To do: Beginning with the line where "Note: for each instance of the gfm" appears, repeat every remaining line of the entries exactly, the last line included.

Dataset items:
* Begin *

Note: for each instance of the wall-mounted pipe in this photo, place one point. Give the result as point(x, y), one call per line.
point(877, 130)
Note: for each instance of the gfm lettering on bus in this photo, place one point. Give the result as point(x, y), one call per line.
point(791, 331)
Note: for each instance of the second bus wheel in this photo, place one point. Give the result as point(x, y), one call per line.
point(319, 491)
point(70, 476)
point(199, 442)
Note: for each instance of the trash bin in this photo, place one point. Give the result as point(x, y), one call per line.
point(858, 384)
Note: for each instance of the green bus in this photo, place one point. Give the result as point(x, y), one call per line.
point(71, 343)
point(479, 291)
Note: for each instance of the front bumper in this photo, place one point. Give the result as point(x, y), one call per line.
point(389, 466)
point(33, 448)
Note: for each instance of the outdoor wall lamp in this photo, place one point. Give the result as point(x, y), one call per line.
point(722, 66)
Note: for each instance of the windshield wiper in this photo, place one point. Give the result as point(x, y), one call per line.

* End *

Output of the task:
Note: for each instance of the gfm lettering on bus in this photo, place one point. Give the result as point(x, y), one call per line.
point(791, 331)
Note: for each instance of the second bus wheel in this photo, place one point. Give the result as point(x, y), one call per line.
point(319, 491)
point(70, 476)
point(199, 442)
Note: for each instance of the trash bin in this photo, place one point. Give the result as point(x, y), one call per line.
point(858, 384)
Note: for each instance of the green bus in this photo, place one point. Give the result as point(x, y), one call per line.
point(71, 343)
point(479, 291)
Note: for each instance of the front bumper in this photo, place one point. Give the result as point(x, y), one call per line.
point(389, 466)
point(33, 448)
Note: for each instance of the outdoor wall lamp in this photo, place one point. Give the result as point(x, y), one call per line.
point(722, 66)
Note: for each instance of the windshield wiper in this photo, place one point. Give the result as point(x, y), one call per line.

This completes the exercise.